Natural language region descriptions
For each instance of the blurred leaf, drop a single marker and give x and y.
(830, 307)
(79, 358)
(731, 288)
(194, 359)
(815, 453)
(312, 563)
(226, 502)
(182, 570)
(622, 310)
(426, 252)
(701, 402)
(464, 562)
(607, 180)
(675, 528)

▶ **Task requirements**
All of the records should be transcribed exactly, with nothing left out.

▶ **Written reply**
For each instance of the blurred leaf, drop a single marker and give x and y.
(830, 307)
(79, 358)
(731, 288)
(194, 359)
(815, 453)
(312, 563)
(226, 502)
(182, 570)
(622, 310)
(426, 252)
(701, 402)
(464, 562)
(607, 180)
(675, 528)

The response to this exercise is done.